**Records excerpted from a collection:**
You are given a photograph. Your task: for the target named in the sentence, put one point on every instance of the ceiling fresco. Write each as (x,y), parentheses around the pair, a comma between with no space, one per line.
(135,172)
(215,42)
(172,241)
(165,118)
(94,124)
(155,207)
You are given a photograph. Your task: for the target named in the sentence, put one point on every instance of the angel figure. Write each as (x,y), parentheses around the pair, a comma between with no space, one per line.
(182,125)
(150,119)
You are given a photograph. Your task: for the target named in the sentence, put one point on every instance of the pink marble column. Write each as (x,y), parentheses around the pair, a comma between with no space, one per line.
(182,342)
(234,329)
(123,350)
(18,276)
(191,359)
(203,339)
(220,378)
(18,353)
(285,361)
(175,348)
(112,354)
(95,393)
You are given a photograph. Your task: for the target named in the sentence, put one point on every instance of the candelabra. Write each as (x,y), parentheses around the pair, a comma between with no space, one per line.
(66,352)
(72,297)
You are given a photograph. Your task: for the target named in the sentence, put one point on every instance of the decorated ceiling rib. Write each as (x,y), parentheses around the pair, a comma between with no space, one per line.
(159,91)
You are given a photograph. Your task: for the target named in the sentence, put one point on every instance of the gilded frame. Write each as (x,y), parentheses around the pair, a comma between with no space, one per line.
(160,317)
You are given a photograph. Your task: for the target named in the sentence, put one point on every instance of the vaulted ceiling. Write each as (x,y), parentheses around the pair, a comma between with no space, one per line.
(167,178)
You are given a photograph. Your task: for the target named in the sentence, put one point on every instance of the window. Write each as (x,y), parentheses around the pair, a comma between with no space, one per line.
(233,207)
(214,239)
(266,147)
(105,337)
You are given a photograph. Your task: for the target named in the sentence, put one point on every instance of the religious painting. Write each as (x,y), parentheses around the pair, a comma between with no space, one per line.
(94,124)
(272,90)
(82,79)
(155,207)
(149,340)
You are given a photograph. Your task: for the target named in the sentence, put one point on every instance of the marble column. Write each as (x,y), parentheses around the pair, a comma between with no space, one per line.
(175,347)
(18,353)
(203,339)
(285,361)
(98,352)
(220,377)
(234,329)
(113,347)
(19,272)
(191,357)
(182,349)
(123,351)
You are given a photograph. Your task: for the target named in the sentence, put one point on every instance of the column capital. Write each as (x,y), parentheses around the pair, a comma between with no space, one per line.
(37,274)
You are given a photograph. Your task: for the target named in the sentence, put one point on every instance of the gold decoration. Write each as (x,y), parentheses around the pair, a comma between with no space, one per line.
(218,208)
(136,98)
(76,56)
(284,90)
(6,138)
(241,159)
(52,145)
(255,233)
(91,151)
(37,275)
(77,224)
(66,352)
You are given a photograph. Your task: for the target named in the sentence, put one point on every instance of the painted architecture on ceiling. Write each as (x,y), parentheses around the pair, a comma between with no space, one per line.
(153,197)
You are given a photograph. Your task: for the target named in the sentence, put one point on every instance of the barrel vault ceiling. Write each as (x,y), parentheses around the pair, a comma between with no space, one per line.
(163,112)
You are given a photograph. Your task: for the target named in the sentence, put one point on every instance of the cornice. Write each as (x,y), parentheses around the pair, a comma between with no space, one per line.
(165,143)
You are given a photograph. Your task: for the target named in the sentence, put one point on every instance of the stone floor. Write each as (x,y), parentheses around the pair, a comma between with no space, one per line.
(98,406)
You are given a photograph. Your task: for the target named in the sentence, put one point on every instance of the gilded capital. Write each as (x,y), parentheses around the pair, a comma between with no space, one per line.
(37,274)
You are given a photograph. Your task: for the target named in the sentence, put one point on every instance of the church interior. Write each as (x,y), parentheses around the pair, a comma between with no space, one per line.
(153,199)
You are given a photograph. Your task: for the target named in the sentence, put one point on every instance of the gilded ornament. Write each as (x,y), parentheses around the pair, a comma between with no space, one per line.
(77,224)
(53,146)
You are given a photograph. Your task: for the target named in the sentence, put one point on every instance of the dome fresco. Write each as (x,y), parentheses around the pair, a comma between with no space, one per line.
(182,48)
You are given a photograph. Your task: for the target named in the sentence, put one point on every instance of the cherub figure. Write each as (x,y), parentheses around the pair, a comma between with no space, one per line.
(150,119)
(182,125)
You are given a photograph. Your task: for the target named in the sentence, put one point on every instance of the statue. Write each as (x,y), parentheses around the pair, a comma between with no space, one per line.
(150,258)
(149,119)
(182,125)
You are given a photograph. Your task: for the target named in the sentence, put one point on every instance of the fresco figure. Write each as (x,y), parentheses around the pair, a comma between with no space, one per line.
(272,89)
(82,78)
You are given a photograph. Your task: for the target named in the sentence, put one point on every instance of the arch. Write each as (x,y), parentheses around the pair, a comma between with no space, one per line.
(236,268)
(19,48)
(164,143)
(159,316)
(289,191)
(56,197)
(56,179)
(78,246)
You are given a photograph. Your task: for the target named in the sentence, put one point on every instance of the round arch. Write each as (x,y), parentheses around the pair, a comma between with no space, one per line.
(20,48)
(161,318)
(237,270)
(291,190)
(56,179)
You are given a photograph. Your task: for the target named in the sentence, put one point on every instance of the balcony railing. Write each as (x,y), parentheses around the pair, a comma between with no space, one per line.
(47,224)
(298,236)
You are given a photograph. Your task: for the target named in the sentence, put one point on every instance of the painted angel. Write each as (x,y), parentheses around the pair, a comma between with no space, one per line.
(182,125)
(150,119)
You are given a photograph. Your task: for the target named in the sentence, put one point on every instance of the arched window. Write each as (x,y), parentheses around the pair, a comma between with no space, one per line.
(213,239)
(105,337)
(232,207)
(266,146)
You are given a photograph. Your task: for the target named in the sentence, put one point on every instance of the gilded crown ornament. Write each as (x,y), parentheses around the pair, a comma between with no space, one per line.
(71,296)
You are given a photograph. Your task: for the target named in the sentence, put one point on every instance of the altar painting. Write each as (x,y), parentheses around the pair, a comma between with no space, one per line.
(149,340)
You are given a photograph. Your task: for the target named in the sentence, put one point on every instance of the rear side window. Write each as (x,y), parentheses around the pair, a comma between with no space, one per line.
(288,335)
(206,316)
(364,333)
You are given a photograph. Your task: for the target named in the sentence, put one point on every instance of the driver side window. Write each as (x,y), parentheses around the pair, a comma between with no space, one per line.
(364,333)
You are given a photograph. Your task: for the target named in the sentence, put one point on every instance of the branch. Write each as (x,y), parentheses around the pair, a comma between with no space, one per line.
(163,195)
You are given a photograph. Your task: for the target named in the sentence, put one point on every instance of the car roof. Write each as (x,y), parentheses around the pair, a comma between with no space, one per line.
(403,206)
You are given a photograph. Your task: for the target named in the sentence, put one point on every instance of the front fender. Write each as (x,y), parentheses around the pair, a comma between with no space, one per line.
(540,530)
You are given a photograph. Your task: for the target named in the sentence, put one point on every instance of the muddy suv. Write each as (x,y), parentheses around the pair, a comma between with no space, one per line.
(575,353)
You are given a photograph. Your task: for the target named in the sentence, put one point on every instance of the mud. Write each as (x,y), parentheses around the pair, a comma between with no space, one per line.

**AIM:**
Repeat the records above exactly.

**SOLUTION TO THIS EXERCISE:**
You are given a photograph. Your task: for the target named in the sentence, put one point on every instance of the ceiling fresco. Write each as (x,y), parentheses around the pair, a comma between with no space, one per line.
(135,172)
(215,42)
(172,241)
(165,118)
(94,124)
(155,207)
You are given a photograph. Your task: for the target named in the sentence, put one point on every instance of the angel figure. Write each as (x,y), parentheses around the pair, a comma between with no space, one per line.
(182,125)
(150,119)
You are given a photograph. Your task: for the target named in the sentence, put one point on every instance of the pink marble column. Write each as (x,y), parentheses around the pair, a comma between with no space, one per line.
(182,342)
(234,329)
(123,350)
(18,276)
(191,359)
(203,339)
(220,378)
(18,353)
(285,361)
(175,348)
(112,354)
(95,393)
You are given a photograph. Your task: for the target named in the sentence, put one point on every instance of the candelabra. Write each as (x,y), parentheses around the pair, a comma between with no space, one per line.
(66,352)
(72,297)
You are given a photograph. Your task: for the target named in the sentence, put one point on every instance of the decorated ceiling rib. Write each as (x,y), parentheses around the pair, a comma between with no space, one per line.
(159,91)
You are given a photograph. Your task: for the target named in the sentence, put one point on every instance of the gilded frame. Write each as (x,y), parentheses around the pair, a comma between with no space, one per line.
(160,317)
You are given a photograph. Your task: for the target named in the sentence, put one point on every instance of the vaulted ceiling. Write each as (x,y), parentheses around the pair, a comma between with no space, one per line.
(167,178)
You are given a photograph. Your task: for the target named in the sentence, put one point on every instance of the window. Write each as (x,y), parentheses around the pair, a comma between with no space, one per line.
(233,207)
(214,239)
(266,147)
(105,337)
You are given a photograph. Your task: for the target named in the sentence, put one point on every instance of the religious painting. Write each as (x,y), parentheses around the pair, a comma between with no space, one per line.
(94,124)
(272,90)
(82,79)
(155,207)
(149,340)
You are given a photograph. Your task: for the target named in the sentence, put one point on every instance of the marble column. Write each as (x,y), parentheses around the pair, a comma between with no space, one per line.
(175,347)
(18,353)
(203,339)
(285,361)
(98,352)
(220,377)
(234,329)
(113,347)
(19,272)
(191,357)
(182,349)
(123,351)
You are given a photograph. Your task: for the target named in the sentence, put one point on every instance of the column capital. Write each as (x,y), parentheses around the pair, a comma between with no space, one per line.
(37,274)
You are given a photograph. Your task: for the target named in the sentence, put one point on every instance of the gold decoration. Write each as (x,y), parentheses around the pair, a comma between with no space, one per line.
(218,208)
(136,98)
(76,56)
(284,90)
(6,138)
(241,159)
(52,145)
(255,233)
(91,151)
(37,275)
(77,224)
(66,352)
You are given a photograph. Your task: for the target named in the sentence, put one point on every instance of the painted architecture on ceiling. Write each as (x,y), parentheses around the pair, a comma between with no space, one per line.
(153,197)
You are given a photograph. Your task: for the target named in the sentence, put one point on every instance of the barrel vault ceiling. Write each as (x,y), parentheses around the pair, a comma between with no space, one per line.
(163,112)
You are given a photograph. Your task: for the target named in the sentence, put one point on every instance of the cornice. Write each as (x,y), parentheses around the pair, a comma between with no space, one per line.
(165,143)
You are given a photograph. Your task: for the target named in the sentence, put one point on every instance of the stone floor. Write each as (x,y), parentheses around the pair, a comma between with no space, one per line.
(98,406)
You are given a photograph. Your task: for the target named in the sentence, put one point on every instance of the gilded capital. Write each as (x,y), parentheses around the pair, a comma between with no space, one per line.
(37,274)
You are given a photograph. Your task: for the target named in the sentence, put one point on every instance of the church interior. Write each as (x,y), parentheses around the pair, a comma between with no space, one per line.
(153,199)
You are given a photograph. Your task: for the target named in the sentence, put one point on every instance of the gilded ornament. Write each as (x,y), parentheses around the pair, a comma between with no space, one per line.
(77,224)
(53,146)
You are given a photograph. Your task: for the target named in the sentence, put one point on every instance of the dome fresco. Write each as (x,y), parentheses around the pair, a comma between with no space, one per line.
(182,48)
You are given a photograph. Your task: for the target named in the sentence, put one point on every instance of the cherub figure. Write each as (x,y), parentheses around the pair, a comma between with no space, one per line.
(150,119)
(182,125)
You are given a photograph. Your task: for the target named in the sentence, put one point on every instance of the statue. Write each as (x,y), parentheses around the pair, a comma between with no space, one per line.
(150,258)
(149,119)
(182,125)
You are given a photograph. Your task: for the target named in the sentence, put one point on every instance of the fresco figure. Write each as (x,y), parentheses around the pair, a comma between with no space, one per line.
(272,89)
(82,78)
You are given a photograph. Your task: for the target named in the sentence, put one point on every instance of the arch. Write each as (x,y), parentheses around the pair, a comma between with no space, one per line.
(236,268)
(19,48)
(164,143)
(159,316)
(289,191)
(56,197)
(56,179)
(78,246)
You are given a photograph. Your task: for the target named in the sentence, put one point on every instance of the round arch. Write each as (x,y), parentheses around the pair, a comma between with no space, one per line.
(20,48)
(161,318)
(237,270)
(291,190)
(56,179)
You are given a photograph. Your task: for the target named in the sentence, put one point on every instance of the balcony railing. Write each as (x,y), parentheses around the pair, a comma between with no space, one per line.
(47,224)
(298,236)
You are given a photograph. Your task: for the target named in the sentence, put one point on every instance of the painted angel. Write each as (x,y), parentheses around the pair, a comma between with no space, one per line.
(182,125)
(150,119)
You are given a photograph. Your task: for the target named in the sentence, put one point on every instance of the arched window. Write each as (x,y), parentheses around the pair, a comma between with no space, one per line.
(213,239)
(105,337)
(232,207)
(266,146)
You are given a photograph. Your task: for the target named in the sentence, put one point on every instance of the gilded crown ornament. Write each as (x,y), parentheses around the pair, a comma between with no space, one per line.
(71,296)
You are given a photograph. Your task: for the target named in the sentence, put one point on every instance of the altar painting. Write each as (x,y), parentheses around the pair, a comma between with no space, one per line.
(149,340)
You are given a photograph. Your task: for the target named in the sentence, put one point on every instance of the rear side window. Write each as (x,y), parentheses around the pair, a comma between with no space, one per line.
(288,335)
(206,316)
(364,333)
You are given a photograph. Your task: for the target named in the sentence, put one point on every instance of the driver side window. Write each as (x,y), parentheses around the pair, a comma between with no space, one per line.
(364,333)
You are given a photograph. Your task: for the target named in the sentence, put one point on every instance of the branch. Write each as (x,y), parentheses around the pair, a comma between with no space, one per line.
(163,195)
You are given a photograph. Your task: for the target named in the sentence, put one point on every instance of the car roof. Write each as (x,y), parentheses around the pair, a comma between with no space, one per line.
(403,206)
You are given a photograph. Your task: for the target named in the sentence, put one point on every instance of the front fender. Write each as (x,y), parentheses around the pair, a comma between with no space, one per line.
(540,530)
You are given a photograph. Your task: for the target named in the sentence, put one point on every instance of the muddy suv. Write each as (x,y), parentheses around the pair, a comma between with no space, one per line.
(575,353)
You are given a photograph. Your task: for the target named in the sentence, put one point on every instance of the mud. Write each as (x,y), parentheses around the pair, a comma between with no space, one per line.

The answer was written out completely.